▸ **OBJECTIVES**
**1)** In the thread on storing paper, translate the sentence "As long as you keep it cool and dry it should be OK." into Spanish.
**2)** Decide whether each statement agrees with the thread on storing paper. Answer yes or no for each and quote the deciding words. (a) The reply recommends freezing the paper. (b) The reply says paper emulsion is slower than film. (c) The reply suggests keeping the paper at around 5 to 12 C.
**3)** Carry the thread on storing paper forward from its last sentence.

# storing paper



## lathamemmons (Aug 19, 2006)

i just bought some paper and its gonna be a while before i can use it (few months) what is the best way to store it?
thx


----------



## Hertz van Rental (Aug 20, 2006)

As long as you keep it cool and dry it should be OK.
But if you want to play safe - keep it in the original box; put it inside a plastic bag and seal it (the black ones you get the paper in inside the box are good for this) and then tuck it in the fridge. Don't bother freezing it.
Just make sure you give it enough time to warm up before use.

Paper emulsion has a much slower speed than film. This means that it's keeping properties are far better than film. If you just keep it in the original box and keep it cool (around 5 - 12 C preferably) then it will certainly keep for at least a year with little or no loss of quality or increase in fog.

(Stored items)
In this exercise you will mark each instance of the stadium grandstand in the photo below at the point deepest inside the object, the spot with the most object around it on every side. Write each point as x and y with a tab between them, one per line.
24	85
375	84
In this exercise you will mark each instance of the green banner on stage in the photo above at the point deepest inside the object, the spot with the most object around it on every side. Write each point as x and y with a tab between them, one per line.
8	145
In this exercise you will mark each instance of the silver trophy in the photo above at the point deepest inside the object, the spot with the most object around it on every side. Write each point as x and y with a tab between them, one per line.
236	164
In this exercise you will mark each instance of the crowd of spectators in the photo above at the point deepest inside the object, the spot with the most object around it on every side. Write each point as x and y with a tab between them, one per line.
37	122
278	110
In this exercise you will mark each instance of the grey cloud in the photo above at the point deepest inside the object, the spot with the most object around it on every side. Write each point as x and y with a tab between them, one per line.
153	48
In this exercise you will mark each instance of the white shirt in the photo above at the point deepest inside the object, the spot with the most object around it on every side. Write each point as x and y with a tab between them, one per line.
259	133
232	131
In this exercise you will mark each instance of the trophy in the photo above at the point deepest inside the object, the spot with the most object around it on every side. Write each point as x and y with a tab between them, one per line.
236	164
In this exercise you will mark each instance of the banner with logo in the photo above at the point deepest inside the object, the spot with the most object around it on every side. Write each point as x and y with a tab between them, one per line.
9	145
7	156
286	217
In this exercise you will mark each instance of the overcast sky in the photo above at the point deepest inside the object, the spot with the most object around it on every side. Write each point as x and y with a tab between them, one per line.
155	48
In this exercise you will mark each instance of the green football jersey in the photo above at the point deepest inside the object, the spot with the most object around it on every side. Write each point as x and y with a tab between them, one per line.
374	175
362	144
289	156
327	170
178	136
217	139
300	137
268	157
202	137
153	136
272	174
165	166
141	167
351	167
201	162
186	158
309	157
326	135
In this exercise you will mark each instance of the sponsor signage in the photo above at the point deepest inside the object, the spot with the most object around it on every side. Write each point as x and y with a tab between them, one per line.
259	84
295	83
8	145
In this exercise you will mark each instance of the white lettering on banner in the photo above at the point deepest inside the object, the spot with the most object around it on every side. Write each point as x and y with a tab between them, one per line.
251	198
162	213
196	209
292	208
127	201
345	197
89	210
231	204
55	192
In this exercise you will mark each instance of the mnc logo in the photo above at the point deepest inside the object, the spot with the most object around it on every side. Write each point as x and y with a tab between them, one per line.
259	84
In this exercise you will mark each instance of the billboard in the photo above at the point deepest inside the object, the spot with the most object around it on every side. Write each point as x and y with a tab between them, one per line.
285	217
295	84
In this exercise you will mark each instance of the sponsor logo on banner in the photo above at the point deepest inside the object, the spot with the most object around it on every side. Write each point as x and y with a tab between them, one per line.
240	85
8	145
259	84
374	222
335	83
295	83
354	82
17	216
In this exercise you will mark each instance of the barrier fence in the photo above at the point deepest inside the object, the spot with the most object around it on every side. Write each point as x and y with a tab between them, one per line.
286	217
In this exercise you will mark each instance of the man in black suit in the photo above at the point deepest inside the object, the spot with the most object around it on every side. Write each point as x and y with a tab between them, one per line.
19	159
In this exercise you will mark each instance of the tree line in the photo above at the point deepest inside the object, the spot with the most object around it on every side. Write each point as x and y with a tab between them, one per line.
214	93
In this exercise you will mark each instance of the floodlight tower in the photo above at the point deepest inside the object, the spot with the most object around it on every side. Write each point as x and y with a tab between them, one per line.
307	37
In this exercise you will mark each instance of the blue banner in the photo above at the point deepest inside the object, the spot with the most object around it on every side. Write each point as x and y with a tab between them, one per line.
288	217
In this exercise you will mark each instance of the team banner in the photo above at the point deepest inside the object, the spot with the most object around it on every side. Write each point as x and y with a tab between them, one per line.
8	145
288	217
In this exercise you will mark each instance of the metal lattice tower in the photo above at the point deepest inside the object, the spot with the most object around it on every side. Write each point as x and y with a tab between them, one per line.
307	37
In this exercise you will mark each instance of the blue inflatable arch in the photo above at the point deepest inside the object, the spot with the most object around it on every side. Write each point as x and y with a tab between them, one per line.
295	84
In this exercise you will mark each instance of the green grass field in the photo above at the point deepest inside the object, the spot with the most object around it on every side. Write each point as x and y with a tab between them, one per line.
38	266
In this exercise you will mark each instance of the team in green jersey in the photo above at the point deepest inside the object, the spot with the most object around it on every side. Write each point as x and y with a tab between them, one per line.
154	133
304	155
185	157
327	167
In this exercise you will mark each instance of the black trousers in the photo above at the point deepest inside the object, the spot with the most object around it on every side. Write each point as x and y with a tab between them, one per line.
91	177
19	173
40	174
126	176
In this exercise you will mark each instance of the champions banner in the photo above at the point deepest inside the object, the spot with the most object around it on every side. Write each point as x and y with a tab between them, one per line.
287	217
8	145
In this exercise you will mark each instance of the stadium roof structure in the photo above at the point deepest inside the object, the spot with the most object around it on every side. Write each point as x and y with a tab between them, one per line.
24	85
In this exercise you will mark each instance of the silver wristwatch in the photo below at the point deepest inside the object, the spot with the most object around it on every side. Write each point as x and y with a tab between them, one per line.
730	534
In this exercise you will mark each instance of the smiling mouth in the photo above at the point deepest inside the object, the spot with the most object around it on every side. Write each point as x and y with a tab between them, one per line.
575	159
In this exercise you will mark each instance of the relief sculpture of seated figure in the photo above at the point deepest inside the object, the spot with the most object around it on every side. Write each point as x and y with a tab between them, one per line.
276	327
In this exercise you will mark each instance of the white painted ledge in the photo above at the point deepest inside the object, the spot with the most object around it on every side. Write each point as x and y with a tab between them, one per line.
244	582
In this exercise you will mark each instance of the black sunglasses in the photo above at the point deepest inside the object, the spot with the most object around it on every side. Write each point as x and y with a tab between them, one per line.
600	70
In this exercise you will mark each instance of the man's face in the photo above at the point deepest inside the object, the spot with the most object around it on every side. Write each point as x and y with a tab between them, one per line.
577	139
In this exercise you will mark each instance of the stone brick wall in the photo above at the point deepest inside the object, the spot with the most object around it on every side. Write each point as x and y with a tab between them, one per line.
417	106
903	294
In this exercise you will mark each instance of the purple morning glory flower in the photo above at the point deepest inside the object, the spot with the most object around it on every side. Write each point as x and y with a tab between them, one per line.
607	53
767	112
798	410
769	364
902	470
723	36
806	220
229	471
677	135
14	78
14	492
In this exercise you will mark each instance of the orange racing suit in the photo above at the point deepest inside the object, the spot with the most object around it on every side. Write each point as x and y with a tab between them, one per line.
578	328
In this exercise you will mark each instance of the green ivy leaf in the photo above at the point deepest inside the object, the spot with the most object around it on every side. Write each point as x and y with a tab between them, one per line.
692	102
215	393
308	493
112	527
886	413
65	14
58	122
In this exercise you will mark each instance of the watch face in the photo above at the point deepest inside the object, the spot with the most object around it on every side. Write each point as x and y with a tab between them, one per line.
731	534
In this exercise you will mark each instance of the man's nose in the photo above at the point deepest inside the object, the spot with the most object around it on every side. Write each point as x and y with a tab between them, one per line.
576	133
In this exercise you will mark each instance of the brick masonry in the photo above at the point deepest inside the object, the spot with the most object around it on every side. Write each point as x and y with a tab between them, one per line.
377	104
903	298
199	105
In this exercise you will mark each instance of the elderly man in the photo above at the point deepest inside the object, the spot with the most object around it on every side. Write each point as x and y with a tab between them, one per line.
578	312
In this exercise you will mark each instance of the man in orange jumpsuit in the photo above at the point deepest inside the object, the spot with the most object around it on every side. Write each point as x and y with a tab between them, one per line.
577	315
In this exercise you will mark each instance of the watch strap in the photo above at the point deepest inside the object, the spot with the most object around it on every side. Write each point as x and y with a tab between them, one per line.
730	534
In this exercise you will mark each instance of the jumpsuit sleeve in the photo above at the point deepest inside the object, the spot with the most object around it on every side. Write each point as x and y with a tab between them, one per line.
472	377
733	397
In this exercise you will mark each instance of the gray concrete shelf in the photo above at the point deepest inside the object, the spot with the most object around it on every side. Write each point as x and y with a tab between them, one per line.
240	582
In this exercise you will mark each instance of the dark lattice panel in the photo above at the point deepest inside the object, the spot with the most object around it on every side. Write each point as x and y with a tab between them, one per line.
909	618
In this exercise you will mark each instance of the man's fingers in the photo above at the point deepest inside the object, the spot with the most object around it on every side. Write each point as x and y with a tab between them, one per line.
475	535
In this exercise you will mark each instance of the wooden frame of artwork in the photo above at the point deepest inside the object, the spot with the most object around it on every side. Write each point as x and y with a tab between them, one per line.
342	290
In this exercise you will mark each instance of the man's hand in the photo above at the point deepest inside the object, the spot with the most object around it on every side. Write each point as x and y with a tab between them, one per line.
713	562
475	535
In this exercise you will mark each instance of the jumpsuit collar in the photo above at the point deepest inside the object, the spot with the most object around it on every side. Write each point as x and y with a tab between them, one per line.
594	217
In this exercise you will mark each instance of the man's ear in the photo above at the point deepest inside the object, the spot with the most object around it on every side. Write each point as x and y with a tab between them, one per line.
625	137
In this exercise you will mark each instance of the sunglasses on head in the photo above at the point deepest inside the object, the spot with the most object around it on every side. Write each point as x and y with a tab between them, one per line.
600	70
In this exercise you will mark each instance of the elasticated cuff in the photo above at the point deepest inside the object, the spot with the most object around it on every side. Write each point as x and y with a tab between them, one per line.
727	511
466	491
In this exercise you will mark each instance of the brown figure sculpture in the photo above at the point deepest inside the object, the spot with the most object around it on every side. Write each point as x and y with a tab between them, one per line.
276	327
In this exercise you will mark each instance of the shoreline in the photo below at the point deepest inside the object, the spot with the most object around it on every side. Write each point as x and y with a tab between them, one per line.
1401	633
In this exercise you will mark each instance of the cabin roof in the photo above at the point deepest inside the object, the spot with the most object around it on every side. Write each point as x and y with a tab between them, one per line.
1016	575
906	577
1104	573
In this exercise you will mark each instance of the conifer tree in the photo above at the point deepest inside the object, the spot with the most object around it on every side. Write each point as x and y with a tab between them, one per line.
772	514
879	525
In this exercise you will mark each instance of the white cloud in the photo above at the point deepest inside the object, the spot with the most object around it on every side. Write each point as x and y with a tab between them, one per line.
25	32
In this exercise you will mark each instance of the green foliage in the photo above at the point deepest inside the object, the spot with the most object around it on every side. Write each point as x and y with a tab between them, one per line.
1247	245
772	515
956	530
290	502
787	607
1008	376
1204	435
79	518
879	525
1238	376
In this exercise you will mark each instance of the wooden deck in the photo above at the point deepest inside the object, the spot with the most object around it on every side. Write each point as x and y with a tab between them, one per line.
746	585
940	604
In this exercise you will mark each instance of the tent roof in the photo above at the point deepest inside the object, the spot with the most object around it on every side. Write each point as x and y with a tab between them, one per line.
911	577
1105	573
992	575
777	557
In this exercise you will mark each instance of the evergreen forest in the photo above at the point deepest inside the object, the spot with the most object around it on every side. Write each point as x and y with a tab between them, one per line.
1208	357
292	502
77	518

▸ **RESPONSES TO THE TASKS**
**1)** Mientras lo mantengas fresco y seco, debería estar bien.

**2)**
(a) No: "Don't bother freezing it."
(b) Yes: "Paper emulsion has a much slower speed than film."
(c) Yes: "keep it cool (around 5 - 12 C preferably)"

**3)**
----------



## ksmattfish (Aug 20, 2006)

I had a box of 16x20 Ilford MG RC from my photo 101 class that sat in a closet in an un-airconditioned house for 8 years before I rediscovered it.  I'm not claiming it was as good as new, but the whites were white, the blacks black, and the prints looked good.


----------



## santino (Aug 20, 2006)

from what I've heard you shouldn't store your papers close to your chemicals (not on the same rag etc.).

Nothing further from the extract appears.